**TASK DESCRIPTION**
Repeat the records in full, exactly.

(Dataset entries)
▼

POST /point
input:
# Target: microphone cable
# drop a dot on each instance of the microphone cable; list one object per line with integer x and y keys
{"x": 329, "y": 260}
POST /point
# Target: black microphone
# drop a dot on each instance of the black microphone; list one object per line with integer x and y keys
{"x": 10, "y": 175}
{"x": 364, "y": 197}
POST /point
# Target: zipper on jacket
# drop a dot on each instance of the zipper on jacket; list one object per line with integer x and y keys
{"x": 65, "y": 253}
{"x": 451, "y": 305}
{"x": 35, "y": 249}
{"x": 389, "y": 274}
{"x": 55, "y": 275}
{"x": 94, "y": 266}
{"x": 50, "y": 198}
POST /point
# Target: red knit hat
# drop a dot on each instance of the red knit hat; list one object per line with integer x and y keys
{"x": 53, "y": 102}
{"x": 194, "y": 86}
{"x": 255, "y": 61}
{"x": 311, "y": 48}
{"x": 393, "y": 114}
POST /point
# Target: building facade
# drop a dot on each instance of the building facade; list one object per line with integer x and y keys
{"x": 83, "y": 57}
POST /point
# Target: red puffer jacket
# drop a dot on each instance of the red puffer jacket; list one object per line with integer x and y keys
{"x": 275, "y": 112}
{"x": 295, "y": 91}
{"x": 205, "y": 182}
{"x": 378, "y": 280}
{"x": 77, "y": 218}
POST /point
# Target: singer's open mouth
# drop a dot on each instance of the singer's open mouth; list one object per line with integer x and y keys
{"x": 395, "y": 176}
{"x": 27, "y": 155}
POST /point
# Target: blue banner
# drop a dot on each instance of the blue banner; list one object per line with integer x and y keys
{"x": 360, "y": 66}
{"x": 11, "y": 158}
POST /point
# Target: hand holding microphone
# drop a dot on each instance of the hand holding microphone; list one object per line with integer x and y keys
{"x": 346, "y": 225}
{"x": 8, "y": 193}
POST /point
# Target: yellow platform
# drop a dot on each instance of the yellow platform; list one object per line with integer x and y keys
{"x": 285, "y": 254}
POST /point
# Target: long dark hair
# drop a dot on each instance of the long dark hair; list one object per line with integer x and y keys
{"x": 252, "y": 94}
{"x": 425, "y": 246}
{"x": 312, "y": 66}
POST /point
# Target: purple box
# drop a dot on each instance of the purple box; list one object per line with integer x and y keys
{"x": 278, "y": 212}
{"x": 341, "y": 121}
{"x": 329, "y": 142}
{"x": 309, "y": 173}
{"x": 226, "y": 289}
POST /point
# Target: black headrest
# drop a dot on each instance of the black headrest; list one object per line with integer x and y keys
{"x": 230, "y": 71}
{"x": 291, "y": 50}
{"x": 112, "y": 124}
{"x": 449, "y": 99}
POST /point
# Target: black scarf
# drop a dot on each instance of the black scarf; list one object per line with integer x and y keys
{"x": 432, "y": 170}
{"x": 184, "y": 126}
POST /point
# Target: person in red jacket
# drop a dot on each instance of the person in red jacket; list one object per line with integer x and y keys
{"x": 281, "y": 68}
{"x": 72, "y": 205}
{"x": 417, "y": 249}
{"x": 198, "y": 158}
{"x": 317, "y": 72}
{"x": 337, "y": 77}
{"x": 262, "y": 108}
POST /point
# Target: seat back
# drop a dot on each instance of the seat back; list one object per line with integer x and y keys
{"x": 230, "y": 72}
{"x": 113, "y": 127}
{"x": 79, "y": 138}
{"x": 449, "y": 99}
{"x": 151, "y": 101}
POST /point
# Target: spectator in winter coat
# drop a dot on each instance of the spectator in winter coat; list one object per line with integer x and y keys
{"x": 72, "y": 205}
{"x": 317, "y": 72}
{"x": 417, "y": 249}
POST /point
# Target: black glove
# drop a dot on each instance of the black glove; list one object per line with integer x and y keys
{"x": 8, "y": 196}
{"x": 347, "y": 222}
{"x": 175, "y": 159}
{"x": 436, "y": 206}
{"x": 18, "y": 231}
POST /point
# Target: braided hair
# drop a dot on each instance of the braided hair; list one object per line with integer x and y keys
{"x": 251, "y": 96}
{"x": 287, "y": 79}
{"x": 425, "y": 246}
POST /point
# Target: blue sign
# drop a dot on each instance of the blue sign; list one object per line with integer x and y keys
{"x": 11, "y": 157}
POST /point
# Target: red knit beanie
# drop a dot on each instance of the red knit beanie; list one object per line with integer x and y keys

▲

**ANSWER FOR THIS EXERCISE**
POST /point
input:
# Target: microphone cable
# drop a dot on each instance of the microphone cable; list one object per line with integer x and y keys
{"x": 329, "y": 260}
POST /point
# Target: black microphone
# drop a dot on each instance of the black microphone; list one object per line with integer x and y keys
{"x": 10, "y": 175}
{"x": 364, "y": 197}
POST /point
# Target: zipper on jacket
# drop a dot on each instance of the zipper on jacket; list one object per line with integer x and y keys
{"x": 65, "y": 253}
{"x": 451, "y": 305}
{"x": 35, "y": 249}
{"x": 389, "y": 274}
{"x": 55, "y": 275}
{"x": 94, "y": 266}
{"x": 50, "y": 198}
POST /point
# Target: red knit hat
# drop a dot on each instance of the red knit hat; list one object per line with integer x and y keys
{"x": 53, "y": 102}
{"x": 194, "y": 86}
{"x": 255, "y": 61}
{"x": 311, "y": 48}
{"x": 393, "y": 114}
POST /point
# Target: building facade
# drop a dot on each instance of the building facade; list one object per line with integer x and y keys
{"x": 83, "y": 57}
POST /point
# Target: red puffer jacket
# drop a dot on each instance of the red puffer jacket; list one object per line with integer x and y keys
{"x": 275, "y": 112}
{"x": 295, "y": 91}
{"x": 205, "y": 182}
{"x": 378, "y": 280}
{"x": 77, "y": 218}
POST /point
# Target: singer's open mouth
# drop a dot on each instance of the singer's open mouth; list one object per line with integer x and y keys
{"x": 395, "y": 176}
{"x": 27, "y": 155}
POST /point
# Target: blue banner
# drop a dot on each instance of the blue banner; list one object per line with integer x and y keys
{"x": 360, "y": 66}
{"x": 11, "y": 158}
POST /point
# Target: hand holding microphone
# drop a dot on each instance of the hand holding microphone; list one object per line with integer x and y keys
{"x": 346, "y": 225}
{"x": 8, "y": 193}
POST /point
# Target: yellow platform
# drop a dot on each instance of the yellow platform; list one object per line with integer x and y keys
{"x": 285, "y": 254}
POST /point
# Target: long dark hair
# drop a dot on each instance of the long dark hair; list one object per line with integer x and y keys
{"x": 252, "y": 94}
{"x": 425, "y": 246}
{"x": 312, "y": 66}
POST /point
# Target: purple box
# drop a dot on each instance of the purple box; list one object per line with integer x and y keys
{"x": 278, "y": 212}
{"x": 341, "y": 121}
{"x": 329, "y": 142}
{"x": 309, "y": 173}
{"x": 226, "y": 289}
POST /point
# Target: black headrest
# drop a dot on each instance of the black headrest; list one object per line with integer x and y keys
{"x": 230, "y": 71}
{"x": 291, "y": 50}
{"x": 112, "y": 124}
{"x": 449, "y": 99}
POST /point
# Target: black scarf
# drop a dot on each instance of the black scarf; list one object per line with integer x and y keys
{"x": 432, "y": 170}
{"x": 184, "y": 126}
POST /point
# Target: person in red jacket
# drop a dot on each instance of the person in red jacket; list one object per line with integer x and y keys
{"x": 281, "y": 68}
{"x": 72, "y": 205}
{"x": 417, "y": 249}
{"x": 198, "y": 158}
{"x": 317, "y": 72}
{"x": 337, "y": 77}
{"x": 262, "y": 108}
POST /point
# Target: seat back
# drop a dot on each instance of the seat back; list one object per line with integer x and y keys
{"x": 230, "y": 72}
{"x": 113, "y": 127}
{"x": 79, "y": 138}
{"x": 449, "y": 99}
{"x": 151, "y": 101}
POST /point
# Target: spectator in winter coat
# drop a dot on each instance of the spectator in winter coat; list one object per line with integer x and y keys
{"x": 72, "y": 205}
{"x": 317, "y": 72}
{"x": 417, "y": 249}
POST /point
# Target: black glove
# drop a dot on each instance of the black glove; list one object per line with integer x and y keys
{"x": 8, "y": 196}
{"x": 347, "y": 222}
{"x": 175, "y": 159}
{"x": 436, "y": 206}
{"x": 18, "y": 231}
POST /point
# Target: braided hair
# drop a dot on each instance of the braided hair; list one object per line with integer x and y keys
{"x": 251, "y": 96}
{"x": 287, "y": 79}
{"x": 425, "y": 246}
POST /point
# Target: blue sign
# drop a dot on each instance of the blue sign; list one object per line with integer x and y keys
{"x": 11, "y": 157}
POST /point
# Target: red knit beanie
# drop a dot on each instance of the red knit beanie; list one object per line with integer x and y keys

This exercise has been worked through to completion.